#### Data shown
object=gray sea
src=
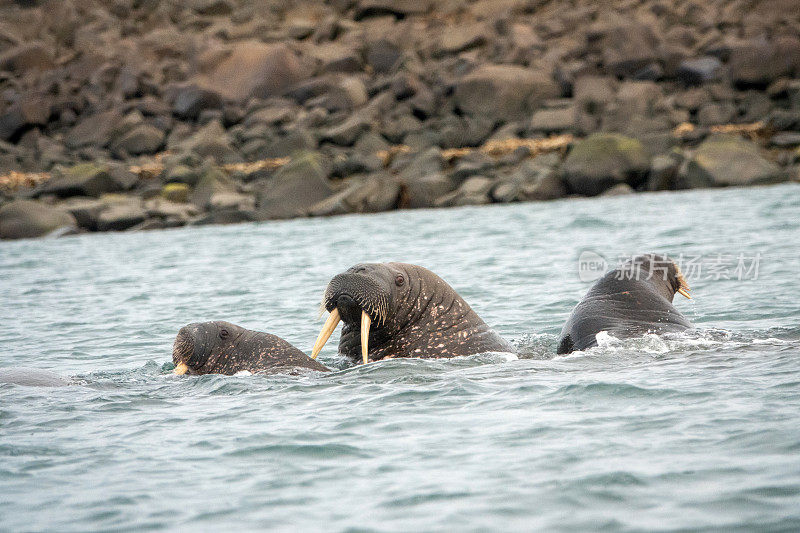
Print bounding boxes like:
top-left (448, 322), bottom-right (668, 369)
top-left (0, 184), bottom-right (800, 532)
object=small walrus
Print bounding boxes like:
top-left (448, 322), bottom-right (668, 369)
top-left (311, 263), bottom-right (514, 363)
top-left (557, 254), bottom-right (692, 354)
top-left (172, 320), bottom-right (328, 376)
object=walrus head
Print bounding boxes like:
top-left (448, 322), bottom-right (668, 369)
top-left (172, 320), bottom-right (247, 374)
top-left (311, 263), bottom-right (511, 363)
top-left (618, 254), bottom-right (692, 302)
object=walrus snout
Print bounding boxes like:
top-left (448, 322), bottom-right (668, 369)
top-left (172, 325), bottom-right (195, 374)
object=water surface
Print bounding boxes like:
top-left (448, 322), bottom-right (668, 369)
top-left (0, 185), bottom-right (800, 531)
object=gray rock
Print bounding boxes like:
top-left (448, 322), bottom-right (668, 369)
top-left (697, 102), bottom-right (736, 126)
top-left (64, 109), bottom-right (122, 150)
top-left (562, 133), bottom-right (650, 196)
top-left (322, 113), bottom-right (370, 146)
top-left (728, 39), bottom-right (800, 88)
top-left (192, 207), bottom-right (258, 226)
top-left (647, 154), bottom-right (682, 191)
top-left (354, 0), bottom-right (431, 20)
top-left (111, 124), bottom-right (164, 155)
top-left (528, 106), bottom-right (578, 133)
top-left (189, 166), bottom-right (236, 209)
top-left (0, 96), bottom-right (50, 141)
top-left (679, 135), bottom-right (786, 188)
top-left (58, 196), bottom-right (108, 231)
top-left (0, 41), bottom-right (55, 76)
top-left (598, 22), bottom-right (658, 77)
top-left (35, 163), bottom-right (128, 198)
top-left (346, 172), bottom-right (400, 213)
top-left (435, 176), bottom-right (494, 207)
top-left (197, 41), bottom-right (305, 102)
top-left (491, 154), bottom-right (567, 203)
top-left (676, 56), bottom-right (722, 85)
top-left (400, 172), bottom-right (455, 209)
top-left (573, 76), bottom-right (616, 113)
top-left (454, 64), bottom-right (559, 121)
top-left (366, 39), bottom-right (403, 74)
top-left (601, 183), bottom-right (633, 196)
top-left (0, 200), bottom-right (77, 239)
top-left (97, 198), bottom-right (147, 231)
top-left (256, 152), bottom-right (334, 220)
top-left (172, 84), bottom-right (222, 120)
top-left (178, 120), bottom-right (242, 163)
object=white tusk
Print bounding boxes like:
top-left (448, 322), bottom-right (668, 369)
top-left (361, 311), bottom-right (372, 365)
top-left (311, 308), bottom-right (341, 359)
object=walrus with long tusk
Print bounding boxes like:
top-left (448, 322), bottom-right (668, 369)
top-left (557, 254), bottom-right (693, 354)
top-left (311, 263), bottom-right (514, 363)
top-left (172, 321), bottom-right (328, 375)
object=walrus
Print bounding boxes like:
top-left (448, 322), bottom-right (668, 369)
top-left (311, 263), bottom-right (514, 363)
top-left (0, 367), bottom-right (70, 387)
top-left (557, 254), bottom-right (693, 354)
top-left (172, 320), bottom-right (328, 376)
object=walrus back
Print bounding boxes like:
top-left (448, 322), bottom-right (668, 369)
top-left (556, 270), bottom-right (692, 354)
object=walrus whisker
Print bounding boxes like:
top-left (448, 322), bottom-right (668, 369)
top-left (311, 308), bottom-right (341, 359)
top-left (673, 263), bottom-right (692, 300)
top-left (361, 311), bottom-right (372, 365)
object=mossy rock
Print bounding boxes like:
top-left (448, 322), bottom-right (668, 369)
top-left (680, 135), bottom-right (786, 188)
top-left (562, 133), bottom-right (650, 196)
top-left (161, 183), bottom-right (191, 203)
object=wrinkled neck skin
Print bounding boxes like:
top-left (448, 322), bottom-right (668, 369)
top-left (339, 265), bottom-right (514, 362)
top-left (175, 328), bottom-right (328, 375)
top-left (557, 262), bottom-right (692, 354)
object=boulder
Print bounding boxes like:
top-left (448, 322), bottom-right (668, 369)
top-left (35, 163), bottom-right (127, 198)
top-left (0, 41), bottom-right (55, 76)
top-left (97, 198), bottom-right (147, 231)
top-left (198, 41), bottom-right (305, 102)
top-left (491, 154), bottom-right (567, 203)
top-left (354, 0), bottom-right (431, 20)
top-left (321, 113), bottom-right (370, 146)
top-left (435, 176), bottom-right (494, 207)
top-left (678, 135), bottom-right (786, 188)
top-left (189, 166), bottom-right (236, 209)
top-left (598, 22), bottom-right (658, 78)
top-left (64, 109), bottom-right (122, 150)
top-left (400, 172), bottom-right (455, 209)
top-left (728, 38), bottom-right (800, 88)
top-left (110, 124), bottom-right (164, 155)
top-left (454, 64), bottom-right (559, 121)
top-left (256, 152), bottom-right (334, 220)
top-left (676, 56), bottom-right (722, 85)
top-left (562, 133), bottom-right (650, 196)
top-left (161, 182), bottom-right (191, 203)
top-left (172, 84), bottom-right (222, 120)
top-left (58, 196), bottom-right (108, 231)
top-left (178, 120), bottom-right (242, 163)
top-left (0, 200), bottom-right (77, 239)
top-left (528, 106), bottom-right (578, 133)
top-left (366, 39), bottom-right (403, 74)
top-left (0, 96), bottom-right (50, 141)
top-left (432, 24), bottom-right (489, 57)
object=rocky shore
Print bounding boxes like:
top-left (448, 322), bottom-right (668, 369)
top-left (0, 0), bottom-right (800, 239)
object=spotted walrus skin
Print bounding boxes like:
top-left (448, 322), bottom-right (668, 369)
top-left (311, 263), bottom-right (514, 363)
top-left (558, 254), bottom-right (692, 354)
top-left (172, 321), bottom-right (328, 375)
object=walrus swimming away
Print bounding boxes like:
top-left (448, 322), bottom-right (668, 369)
top-left (557, 254), bottom-right (692, 354)
top-left (172, 321), bottom-right (328, 375)
top-left (311, 263), bottom-right (514, 363)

#### Aim of the exercise
Copy all of the rows above word for word, leaving out the picture.

#### Problem solution
object=gray sea
src=
Print bounding boxes like:
top-left (448, 322), bottom-right (668, 369)
top-left (0, 184), bottom-right (800, 532)
object=small walrus
Print bounding boxes like:
top-left (448, 322), bottom-right (668, 369)
top-left (311, 263), bottom-right (514, 363)
top-left (557, 254), bottom-right (692, 354)
top-left (172, 320), bottom-right (328, 376)
object=walrus head
Print bounding boxes like:
top-left (448, 322), bottom-right (668, 369)
top-left (172, 320), bottom-right (247, 374)
top-left (311, 263), bottom-right (511, 363)
top-left (618, 254), bottom-right (692, 302)
object=walrus snout
Print bounding boxes like:
top-left (448, 322), bottom-right (668, 369)
top-left (172, 325), bottom-right (195, 374)
object=water surface
Print bounding boxes like:
top-left (448, 322), bottom-right (668, 369)
top-left (0, 185), bottom-right (800, 531)
object=gray rock
Print bounding boxes like:
top-left (448, 322), bottom-right (668, 369)
top-left (697, 102), bottom-right (736, 126)
top-left (64, 109), bottom-right (122, 150)
top-left (562, 133), bottom-right (650, 196)
top-left (322, 113), bottom-right (370, 146)
top-left (728, 39), bottom-right (800, 88)
top-left (192, 207), bottom-right (258, 226)
top-left (647, 154), bottom-right (682, 191)
top-left (354, 0), bottom-right (431, 20)
top-left (111, 124), bottom-right (164, 155)
top-left (528, 106), bottom-right (578, 133)
top-left (189, 166), bottom-right (236, 209)
top-left (0, 96), bottom-right (50, 141)
top-left (679, 135), bottom-right (786, 188)
top-left (58, 196), bottom-right (108, 231)
top-left (0, 41), bottom-right (55, 76)
top-left (598, 22), bottom-right (658, 77)
top-left (35, 163), bottom-right (128, 198)
top-left (346, 172), bottom-right (400, 213)
top-left (435, 176), bottom-right (494, 207)
top-left (197, 41), bottom-right (305, 102)
top-left (491, 154), bottom-right (567, 203)
top-left (676, 56), bottom-right (722, 85)
top-left (400, 172), bottom-right (455, 209)
top-left (573, 76), bottom-right (616, 113)
top-left (454, 64), bottom-right (559, 121)
top-left (366, 39), bottom-right (403, 74)
top-left (601, 183), bottom-right (633, 196)
top-left (0, 200), bottom-right (77, 239)
top-left (97, 198), bottom-right (147, 231)
top-left (256, 152), bottom-right (334, 220)
top-left (172, 84), bottom-right (222, 120)
top-left (178, 120), bottom-right (242, 163)
object=white tusk
Print bounding boxes like:
top-left (448, 322), bottom-right (668, 369)
top-left (361, 311), bottom-right (372, 365)
top-left (311, 308), bottom-right (341, 359)
object=walrus with long tusk
Print bounding boxes like:
top-left (448, 322), bottom-right (668, 369)
top-left (557, 254), bottom-right (693, 354)
top-left (311, 263), bottom-right (514, 363)
top-left (172, 321), bottom-right (328, 375)
object=walrus
Print bounding boxes like:
top-left (448, 322), bottom-right (668, 369)
top-left (311, 263), bottom-right (514, 363)
top-left (0, 367), bottom-right (70, 387)
top-left (557, 254), bottom-right (693, 354)
top-left (172, 320), bottom-right (328, 376)
object=walrus back
Print bounding boxes like:
top-left (448, 322), bottom-right (668, 369)
top-left (556, 270), bottom-right (692, 354)
object=walrus whisker
Print bounding boxes like:
top-left (448, 322), bottom-right (668, 369)
top-left (311, 308), bottom-right (341, 359)
top-left (673, 263), bottom-right (692, 300)
top-left (361, 311), bottom-right (372, 365)
object=mossy rock
Print bounding boxes like:
top-left (448, 322), bottom-right (668, 369)
top-left (680, 135), bottom-right (786, 188)
top-left (562, 133), bottom-right (650, 196)
top-left (161, 183), bottom-right (191, 203)
object=wrinkled neck skin
Print bounding boxes like:
top-left (448, 322), bottom-right (668, 369)
top-left (339, 265), bottom-right (514, 362)
top-left (175, 328), bottom-right (328, 375)
top-left (557, 262), bottom-right (692, 354)
object=boulder
Print bounding boxes like:
top-left (448, 322), bottom-right (668, 369)
top-left (35, 163), bottom-right (127, 198)
top-left (0, 41), bottom-right (55, 76)
top-left (97, 198), bottom-right (147, 231)
top-left (198, 41), bottom-right (305, 102)
top-left (491, 154), bottom-right (567, 203)
top-left (354, 0), bottom-right (431, 20)
top-left (321, 113), bottom-right (370, 146)
top-left (435, 176), bottom-right (494, 207)
top-left (678, 135), bottom-right (786, 188)
top-left (189, 166), bottom-right (236, 209)
top-left (598, 22), bottom-right (658, 78)
top-left (64, 109), bottom-right (122, 150)
top-left (400, 172), bottom-right (455, 209)
top-left (728, 38), bottom-right (800, 88)
top-left (110, 124), bottom-right (164, 155)
top-left (454, 64), bottom-right (559, 121)
top-left (256, 152), bottom-right (334, 220)
top-left (676, 56), bottom-right (722, 85)
top-left (562, 133), bottom-right (650, 196)
top-left (161, 182), bottom-right (191, 203)
top-left (172, 84), bottom-right (222, 120)
top-left (58, 196), bottom-right (108, 231)
top-left (178, 120), bottom-right (242, 163)
top-left (0, 200), bottom-right (77, 239)
top-left (528, 106), bottom-right (578, 133)
top-left (366, 39), bottom-right (403, 74)
top-left (0, 96), bottom-right (50, 141)
top-left (432, 24), bottom-right (489, 57)
object=rocky shore
Print bounding boxes like:
top-left (448, 322), bottom-right (668, 369)
top-left (0, 0), bottom-right (800, 239)
object=spotted walrus skin
Print bounding boxes like:
top-left (448, 322), bottom-right (668, 369)
top-left (311, 263), bottom-right (514, 363)
top-left (558, 254), bottom-right (692, 354)
top-left (172, 321), bottom-right (328, 375)
object=walrus swimming away
Print bounding boxes like:
top-left (448, 322), bottom-right (668, 369)
top-left (557, 254), bottom-right (692, 354)
top-left (172, 321), bottom-right (328, 375)
top-left (311, 263), bottom-right (514, 363)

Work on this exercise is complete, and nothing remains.